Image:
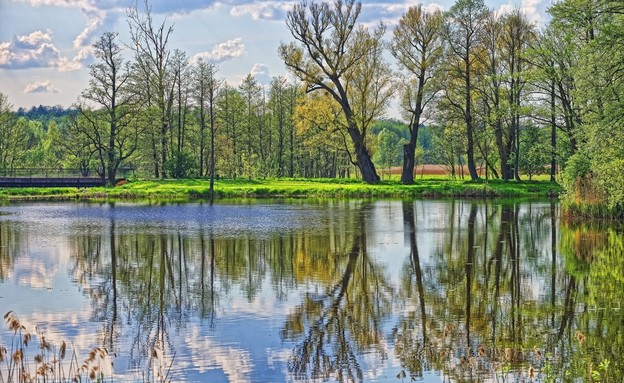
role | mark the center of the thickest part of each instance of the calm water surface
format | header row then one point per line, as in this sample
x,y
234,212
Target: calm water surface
x,y
358,290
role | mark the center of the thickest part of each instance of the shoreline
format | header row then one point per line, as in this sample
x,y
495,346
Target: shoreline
x,y
198,189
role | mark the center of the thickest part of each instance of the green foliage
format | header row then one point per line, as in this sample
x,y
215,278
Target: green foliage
x,y
389,149
535,152
181,165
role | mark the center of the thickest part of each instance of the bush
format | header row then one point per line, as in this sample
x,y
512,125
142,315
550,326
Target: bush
x,y
181,165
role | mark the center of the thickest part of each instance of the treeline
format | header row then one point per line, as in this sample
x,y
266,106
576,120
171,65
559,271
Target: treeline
x,y
497,93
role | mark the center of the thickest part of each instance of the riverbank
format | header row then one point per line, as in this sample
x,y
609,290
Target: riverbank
x,y
291,188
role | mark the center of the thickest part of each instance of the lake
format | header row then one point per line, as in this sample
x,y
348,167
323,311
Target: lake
x,y
304,290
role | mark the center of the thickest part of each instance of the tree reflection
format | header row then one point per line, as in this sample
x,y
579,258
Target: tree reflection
x,y
334,327
483,291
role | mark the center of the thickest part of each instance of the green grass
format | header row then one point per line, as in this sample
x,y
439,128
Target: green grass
x,y
293,188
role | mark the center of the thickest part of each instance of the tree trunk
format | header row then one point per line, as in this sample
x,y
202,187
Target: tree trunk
x,y
553,134
407,175
472,167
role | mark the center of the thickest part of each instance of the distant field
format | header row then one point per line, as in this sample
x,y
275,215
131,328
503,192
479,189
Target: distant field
x,y
443,171
429,186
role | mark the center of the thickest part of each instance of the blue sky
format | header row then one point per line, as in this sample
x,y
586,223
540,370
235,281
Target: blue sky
x,y
45,44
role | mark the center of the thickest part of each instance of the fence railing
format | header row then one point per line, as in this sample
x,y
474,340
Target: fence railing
x,y
60,173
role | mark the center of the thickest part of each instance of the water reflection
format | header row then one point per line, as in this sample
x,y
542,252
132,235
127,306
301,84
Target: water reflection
x,y
323,291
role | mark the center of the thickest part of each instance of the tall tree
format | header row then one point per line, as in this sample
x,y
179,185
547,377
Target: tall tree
x,y
280,104
517,34
417,45
206,91
329,48
152,54
13,136
462,33
111,128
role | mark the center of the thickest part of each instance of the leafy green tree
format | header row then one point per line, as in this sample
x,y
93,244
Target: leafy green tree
x,y
388,149
463,36
13,136
535,149
418,47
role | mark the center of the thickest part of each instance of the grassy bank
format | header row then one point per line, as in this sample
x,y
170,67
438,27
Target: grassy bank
x,y
285,188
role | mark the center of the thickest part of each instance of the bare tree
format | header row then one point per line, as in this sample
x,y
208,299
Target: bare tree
x,y
150,44
110,128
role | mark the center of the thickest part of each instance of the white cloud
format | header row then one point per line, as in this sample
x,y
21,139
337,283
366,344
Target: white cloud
x,y
262,10
41,87
261,73
228,50
31,51
532,11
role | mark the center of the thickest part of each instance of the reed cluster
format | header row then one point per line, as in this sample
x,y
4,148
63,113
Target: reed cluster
x,y
50,363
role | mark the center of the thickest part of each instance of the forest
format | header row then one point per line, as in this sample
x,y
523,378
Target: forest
x,y
487,91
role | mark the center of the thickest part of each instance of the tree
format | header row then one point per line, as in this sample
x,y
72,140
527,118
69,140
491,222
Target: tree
x,y
111,129
13,136
330,53
150,44
206,91
230,114
282,98
387,153
462,34
417,45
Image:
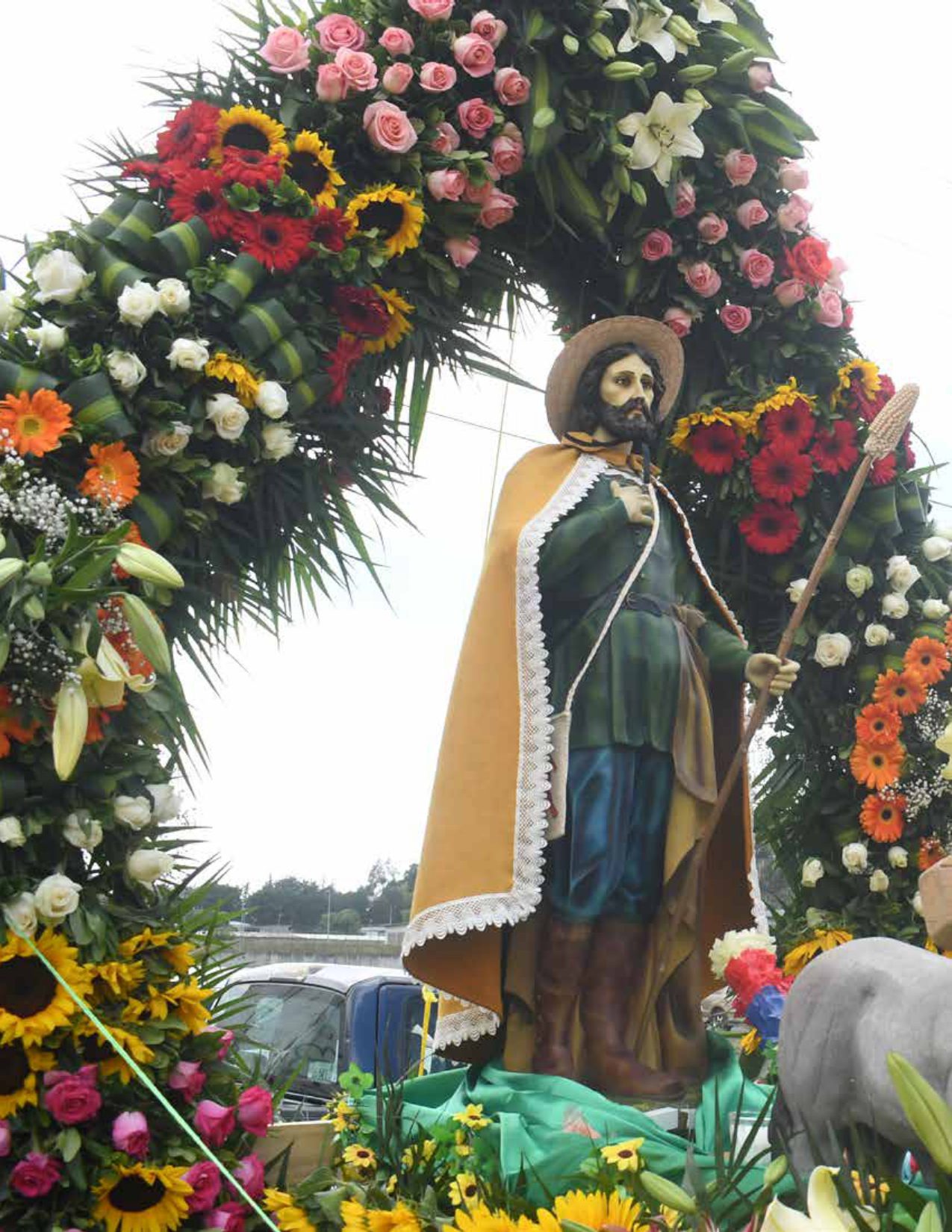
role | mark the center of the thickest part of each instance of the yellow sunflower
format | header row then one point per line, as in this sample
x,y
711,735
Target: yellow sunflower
x,y
32,1003
19,1070
137,1198
311,165
394,214
246,383
250,130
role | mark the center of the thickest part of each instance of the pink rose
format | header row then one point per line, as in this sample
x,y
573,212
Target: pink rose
x,y
396,77
388,128
206,1183
187,1078
756,267
792,175
286,51
751,214
432,10
474,55
790,292
446,140
131,1133
702,279
396,41
332,84
511,87
497,210
446,185
656,246
462,252
214,1121
476,116
358,68
828,308
337,31
489,28
435,77
734,317
712,228
684,199
739,167
255,1110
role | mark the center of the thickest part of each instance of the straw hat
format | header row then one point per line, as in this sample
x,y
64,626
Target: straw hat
x,y
653,335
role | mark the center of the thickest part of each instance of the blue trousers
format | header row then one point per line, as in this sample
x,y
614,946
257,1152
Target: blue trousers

▸ Set task
Each record above should be copied character for character, with pictures dropped.

▸ Solution to the exercise
Image:
role | mark the center of the thickest part of each instance of the calm water surface
format | header row then one point per line, as in this sample
x,y
234,212
Target: calm water surface
x,y
358,290
role | mark the center of the thickest part of each instance of the shoreline
format | header row then one point per line, as in this sample
x,y
495,346
Target: shoreline
x,y
198,189
role | mark the center of the thickest part of each instance of the green foliage
format | header row then one point per line, as in this sample
x,y
215,278
Target: green foliage
x,y
389,149
535,152
181,165
role | mark the center of the thickest part of each instance of the bush
format | header row then one point per line, as in this sample
x,y
512,125
142,315
550,326
Target: bush
x,y
181,165
role | mark the center of the thickest part of each instance of the treeline
format | header row then one point per line, as in this sample
x,y
266,106
576,120
171,65
559,271
Target: treeline
x,y
497,93
role | mark the center of the thickest part of each instance of the riverbank
format | header row then one point per line, as in this sample
x,y
609,290
Target: riverbank
x,y
291,188
role | mark the center of the thickest part of each instance of the lake
format | header row then one point per line, as in this sample
x,y
348,167
323,311
Target: lake
x,y
304,290
role | mark the center of the thickest part of each instance of the tree reflection
format | header row then one point per line, as in this sample
x,y
579,258
Target: tree reflection
x,y
334,327
483,291
role | mark the center of the thickest part of each instance of the green grass
format | header row then one point per line, as in this sample
x,y
439,128
Target: green grass
x,y
293,188
role | mark the center of the thickest part of each instance of the tree trunk
format | header row then one point per line, as in this sample
x,y
202,187
Target: tree trunk
x,y
553,134
407,175
472,167
role | mark the center of the thickest part of each instance of the distant field
format | header row then one point per line, as in this sample
x,y
275,215
131,328
503,192
479,189
Target: distant field
x,y
443,171
429,186
role | mark the center of the thickest part of each instance of the blue sky
format | header row then one point per line, as in this sample
x,y
586,223
540,370
235,281
Target: blue sky
x,y
45,44
role | mark the center of the thickest part of each instance of the fence railing
format | header row then one point per line, as in this sample
x,y
474,340
Target: fence railing
x,y
60,173
role | mark the center of the thickest part of each instance of the water reflection
format | header row then one point per line, as in this sample
x,y
542,252
132,235
127,306
301,84
Target: water reflection
x,y
323,291
role | mark the center of the thickest part of each instance of the tall tree
format | header row then one point per line, as in this sample
x,y
179,185
547,377
Target: tall tree
x,y
280,104
517,34
417,45
206,91
329,48
152,54
13,136
462,33
111,128
role | mark the center of the thickest part of each instance of the leafy green tree
format | header row then one point per line, as in this sample
x,y
93,244
Target: leafy green tree
x,y
388,149
463,36
13,136
535,149
418,47
role | mark the center of the thickest part of each instance of the grassy bank
format | header row then one point per line, as in this sample
x,y
170,67
438,27
Target: grassy bank
x,y
285,188
role | mark the center of the thickest part of each instance of the bare tree
format | header row then one point per line, as in this sample
x,y
208,299
Target: bare tree
x,y
150,44
110,128
role | mark the center of the thickest part of each instance of the white cloud
format | header row then one point per line, as in this sample
x,y
21,139
337,283
366,344
Target: white cloud
x,y
262,10
41,87
261,73
228,50
31,51
532,11
role | mark the center of the thickest part of each instance of the reed cluster
format | header row then one point per line, as in this sample
x,y
4,148
63,113
Target: reed cluster
x,y
50,363
role | mark the center of the thickest part of each instance of the forest
format | header row then one point per line, as in this sample
x,y
523,378
Target: forest
x,y
487,91
role | mark the center of the thickest part of each instance of the tree
format | header row then one point per line, as in this sample
x,y
72,140
527,118
69,140
491,222
Target: tree
x,y
111,129
13,136
330,53
150,44
206,91
230,114
282,98
387,153
462,34
417,45
Image:
role | mark the center of the thickest part of each instance of the yellow sunflower
format | header row then one point per line, as in this sample
x,y
711,735
Target: yellow sunflower
x,y
32,1003
19,1070
137,1198
311,165
394,214
246,383
250,130
role | mark the center of the thickest part of each instance of the pink rose
format | header row then one point per line, as in this sample
x,y
573,212
Target: pink rose
x,y
396,77
388,128
206,1183
187,1078
756,267
792,175
286,51
751,214
432,10
474,55
790,292
446,140
131,1133
702,279
396,41
332,84
511,87
497,210
446,185
656,246
462,252
214,1121
476,116
358,68
828,308
337,31
489,28
435,77
734,317
712,228
684,199
739,167
255,1110
role | mark the center of the thickest part of each instance of the straw hat
format | header row then one point per line, as in this sample
x,y
64,626
Target: straw hat
x,y
653,335
role | mark the center of the thickest part of each instance of the blue trousers
format | header row then one point per line, as in this sample
x,y
614,946
257,1152
Target: blue trousers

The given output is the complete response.